YOUR OBJECTIVE: Will you quote only the lines starting at the one that contains "of the outbuilding" and ending with the last line of the listing below, inclusive?

RECORDS TO USE:
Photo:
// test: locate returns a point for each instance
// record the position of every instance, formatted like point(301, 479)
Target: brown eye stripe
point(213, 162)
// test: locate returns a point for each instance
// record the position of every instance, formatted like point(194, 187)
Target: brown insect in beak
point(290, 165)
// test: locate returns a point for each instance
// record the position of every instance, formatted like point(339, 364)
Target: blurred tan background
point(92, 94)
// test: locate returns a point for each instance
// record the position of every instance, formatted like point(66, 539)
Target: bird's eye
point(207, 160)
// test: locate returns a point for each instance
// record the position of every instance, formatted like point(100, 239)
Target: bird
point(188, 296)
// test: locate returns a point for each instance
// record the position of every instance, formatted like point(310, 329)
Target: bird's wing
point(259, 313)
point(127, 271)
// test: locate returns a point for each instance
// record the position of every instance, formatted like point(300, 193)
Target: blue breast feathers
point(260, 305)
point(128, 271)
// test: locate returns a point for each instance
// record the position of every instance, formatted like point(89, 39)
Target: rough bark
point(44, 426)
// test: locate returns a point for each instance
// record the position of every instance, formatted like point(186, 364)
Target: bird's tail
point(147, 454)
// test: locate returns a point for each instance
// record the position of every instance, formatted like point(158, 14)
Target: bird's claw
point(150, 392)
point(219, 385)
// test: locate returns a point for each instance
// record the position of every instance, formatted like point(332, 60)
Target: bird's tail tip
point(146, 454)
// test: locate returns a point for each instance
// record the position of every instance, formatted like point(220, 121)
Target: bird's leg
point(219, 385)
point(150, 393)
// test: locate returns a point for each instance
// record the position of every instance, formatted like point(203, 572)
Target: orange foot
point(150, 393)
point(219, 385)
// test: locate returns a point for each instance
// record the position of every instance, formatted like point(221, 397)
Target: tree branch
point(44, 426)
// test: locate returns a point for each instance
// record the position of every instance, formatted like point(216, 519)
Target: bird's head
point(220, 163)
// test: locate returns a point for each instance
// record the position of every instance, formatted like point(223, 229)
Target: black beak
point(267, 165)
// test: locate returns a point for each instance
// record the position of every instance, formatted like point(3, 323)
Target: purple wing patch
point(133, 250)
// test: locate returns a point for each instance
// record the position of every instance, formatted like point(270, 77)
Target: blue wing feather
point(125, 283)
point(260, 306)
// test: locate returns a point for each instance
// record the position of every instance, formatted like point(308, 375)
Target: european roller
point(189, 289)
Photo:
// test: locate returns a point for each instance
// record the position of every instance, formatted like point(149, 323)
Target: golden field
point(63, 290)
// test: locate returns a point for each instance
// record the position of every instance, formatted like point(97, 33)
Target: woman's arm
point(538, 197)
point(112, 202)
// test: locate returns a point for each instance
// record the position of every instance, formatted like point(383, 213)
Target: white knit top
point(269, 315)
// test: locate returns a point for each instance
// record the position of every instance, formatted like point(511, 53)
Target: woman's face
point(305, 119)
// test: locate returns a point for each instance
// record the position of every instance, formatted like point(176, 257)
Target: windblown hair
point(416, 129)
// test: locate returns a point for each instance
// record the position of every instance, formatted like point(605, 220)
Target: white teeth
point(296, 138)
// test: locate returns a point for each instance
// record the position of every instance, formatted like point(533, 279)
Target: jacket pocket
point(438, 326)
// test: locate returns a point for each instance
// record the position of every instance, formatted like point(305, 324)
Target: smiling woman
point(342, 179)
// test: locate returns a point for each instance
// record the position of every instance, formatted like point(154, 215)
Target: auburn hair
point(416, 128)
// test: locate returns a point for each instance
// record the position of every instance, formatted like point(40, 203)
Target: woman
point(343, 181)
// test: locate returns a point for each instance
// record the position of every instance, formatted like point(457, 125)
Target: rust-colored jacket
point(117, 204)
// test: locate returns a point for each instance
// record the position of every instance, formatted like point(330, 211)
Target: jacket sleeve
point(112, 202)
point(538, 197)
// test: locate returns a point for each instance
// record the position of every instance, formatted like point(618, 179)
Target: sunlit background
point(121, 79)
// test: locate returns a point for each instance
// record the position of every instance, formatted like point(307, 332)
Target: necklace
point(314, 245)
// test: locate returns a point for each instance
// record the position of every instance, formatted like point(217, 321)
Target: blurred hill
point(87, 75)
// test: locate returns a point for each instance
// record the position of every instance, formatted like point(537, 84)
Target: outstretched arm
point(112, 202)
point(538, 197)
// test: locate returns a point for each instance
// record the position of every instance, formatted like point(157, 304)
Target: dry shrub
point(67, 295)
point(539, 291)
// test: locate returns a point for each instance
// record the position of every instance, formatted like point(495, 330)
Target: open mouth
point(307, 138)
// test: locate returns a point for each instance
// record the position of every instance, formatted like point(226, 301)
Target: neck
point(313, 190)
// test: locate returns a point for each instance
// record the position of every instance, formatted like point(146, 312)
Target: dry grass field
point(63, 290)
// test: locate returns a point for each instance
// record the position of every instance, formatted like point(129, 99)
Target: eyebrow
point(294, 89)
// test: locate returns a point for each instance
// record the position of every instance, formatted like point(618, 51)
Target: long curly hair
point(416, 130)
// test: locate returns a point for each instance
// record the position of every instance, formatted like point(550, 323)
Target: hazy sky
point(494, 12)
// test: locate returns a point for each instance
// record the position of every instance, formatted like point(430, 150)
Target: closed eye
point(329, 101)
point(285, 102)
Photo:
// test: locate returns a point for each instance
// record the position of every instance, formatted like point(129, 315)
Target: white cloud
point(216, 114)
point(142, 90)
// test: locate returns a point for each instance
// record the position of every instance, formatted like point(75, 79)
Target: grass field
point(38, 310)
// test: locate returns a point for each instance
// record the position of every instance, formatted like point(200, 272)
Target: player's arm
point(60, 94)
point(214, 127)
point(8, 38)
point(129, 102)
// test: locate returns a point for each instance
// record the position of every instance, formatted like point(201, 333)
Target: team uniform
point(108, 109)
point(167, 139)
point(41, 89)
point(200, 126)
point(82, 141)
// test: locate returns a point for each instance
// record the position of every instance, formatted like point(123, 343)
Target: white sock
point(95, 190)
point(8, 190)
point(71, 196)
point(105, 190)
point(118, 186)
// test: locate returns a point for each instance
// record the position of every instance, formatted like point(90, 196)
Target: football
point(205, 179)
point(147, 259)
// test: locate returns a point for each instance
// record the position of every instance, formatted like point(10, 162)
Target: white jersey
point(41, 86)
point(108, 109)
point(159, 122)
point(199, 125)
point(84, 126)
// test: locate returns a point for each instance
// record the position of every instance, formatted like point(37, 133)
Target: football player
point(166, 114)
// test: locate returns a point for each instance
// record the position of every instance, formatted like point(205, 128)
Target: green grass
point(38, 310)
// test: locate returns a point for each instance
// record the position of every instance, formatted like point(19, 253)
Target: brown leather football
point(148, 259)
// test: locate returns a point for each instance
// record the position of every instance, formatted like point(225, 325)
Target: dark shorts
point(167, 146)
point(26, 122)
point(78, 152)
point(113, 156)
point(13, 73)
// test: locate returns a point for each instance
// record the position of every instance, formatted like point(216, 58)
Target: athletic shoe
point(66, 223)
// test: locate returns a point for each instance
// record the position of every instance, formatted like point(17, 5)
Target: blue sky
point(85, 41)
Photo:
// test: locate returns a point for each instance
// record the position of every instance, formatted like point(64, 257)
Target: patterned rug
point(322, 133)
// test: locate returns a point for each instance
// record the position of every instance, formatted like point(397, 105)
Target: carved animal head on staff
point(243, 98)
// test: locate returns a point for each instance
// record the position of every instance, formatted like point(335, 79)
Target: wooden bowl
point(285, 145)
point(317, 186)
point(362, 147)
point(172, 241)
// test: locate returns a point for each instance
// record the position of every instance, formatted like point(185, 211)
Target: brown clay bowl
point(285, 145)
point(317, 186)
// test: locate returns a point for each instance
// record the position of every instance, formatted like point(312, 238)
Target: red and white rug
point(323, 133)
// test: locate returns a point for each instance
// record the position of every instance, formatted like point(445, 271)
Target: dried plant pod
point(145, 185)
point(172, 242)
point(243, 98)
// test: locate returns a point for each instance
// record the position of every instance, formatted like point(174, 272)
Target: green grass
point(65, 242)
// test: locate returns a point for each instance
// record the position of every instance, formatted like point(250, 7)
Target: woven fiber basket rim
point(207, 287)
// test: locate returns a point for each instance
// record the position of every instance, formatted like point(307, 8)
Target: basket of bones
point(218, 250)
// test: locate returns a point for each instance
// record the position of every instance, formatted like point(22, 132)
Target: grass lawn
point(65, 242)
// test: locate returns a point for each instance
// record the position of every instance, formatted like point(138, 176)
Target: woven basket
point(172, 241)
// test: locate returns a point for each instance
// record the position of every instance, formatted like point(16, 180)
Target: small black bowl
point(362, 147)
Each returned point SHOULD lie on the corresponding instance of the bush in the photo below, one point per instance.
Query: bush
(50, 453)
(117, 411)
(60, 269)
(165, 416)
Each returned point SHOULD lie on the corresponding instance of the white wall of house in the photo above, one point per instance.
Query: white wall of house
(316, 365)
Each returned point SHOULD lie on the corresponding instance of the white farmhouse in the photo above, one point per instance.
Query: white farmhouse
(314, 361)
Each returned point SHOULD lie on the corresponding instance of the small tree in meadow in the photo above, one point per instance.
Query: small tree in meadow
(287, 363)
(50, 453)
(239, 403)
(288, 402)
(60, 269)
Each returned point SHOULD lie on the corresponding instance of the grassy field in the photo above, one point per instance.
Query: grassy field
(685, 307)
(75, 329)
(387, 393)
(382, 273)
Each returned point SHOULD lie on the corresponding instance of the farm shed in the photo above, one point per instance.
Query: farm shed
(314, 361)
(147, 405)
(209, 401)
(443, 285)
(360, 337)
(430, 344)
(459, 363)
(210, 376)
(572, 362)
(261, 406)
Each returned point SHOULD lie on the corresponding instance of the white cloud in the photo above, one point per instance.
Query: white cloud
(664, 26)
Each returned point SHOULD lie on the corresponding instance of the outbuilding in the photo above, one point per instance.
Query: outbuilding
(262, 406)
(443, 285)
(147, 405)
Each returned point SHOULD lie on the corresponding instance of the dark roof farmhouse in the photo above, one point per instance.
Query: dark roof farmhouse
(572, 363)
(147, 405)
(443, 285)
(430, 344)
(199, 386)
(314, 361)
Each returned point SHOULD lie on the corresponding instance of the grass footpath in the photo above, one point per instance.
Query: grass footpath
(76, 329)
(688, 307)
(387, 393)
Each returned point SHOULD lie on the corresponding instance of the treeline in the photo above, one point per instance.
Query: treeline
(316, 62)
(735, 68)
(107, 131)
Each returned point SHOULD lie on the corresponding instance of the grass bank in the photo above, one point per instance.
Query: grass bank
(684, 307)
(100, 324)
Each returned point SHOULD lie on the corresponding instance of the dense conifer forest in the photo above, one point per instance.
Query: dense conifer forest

RESPONSE FOR THIS EXERCISE:
Each returned point SHOULD lie on the corresponding instance of the outbuilding in the photo above, one point per instance.
Query: outbuilding
(262, 406)
(443, 285)
(147, 405)
Each returned point SHOULD lie on the corresponding instance of the dark roof farmhouse in the photo above, one point per instance.
Query: dark roof farmhouse
(572, 363)
(147, 405)
(443, 285)
(430, 344)
(199, 386)
(314, 361)
Each returned point SHOULD lie on the corresponding instance of the grass footpath in the photo above, one point per instance.
Query: grass footpath
(76, 329)
(688, 307)
(387, 393)
Each returned point SHOULD lie on the corresponding instance of the treeline in the photo above, one point per instance.
Query: treeline
(316, 62)
(735, 68)
(107, 131)
Each returned point SHOULD lie on the corresponding instance of the grass bank in the photo above, one point per instance.
Query: grass bank
(684, 307)
(100, 324)
Each returned point SHOULD lie on the corresponding instance of the dense conifer forest in the photo above, one point per instance.
Query: dense conifer forest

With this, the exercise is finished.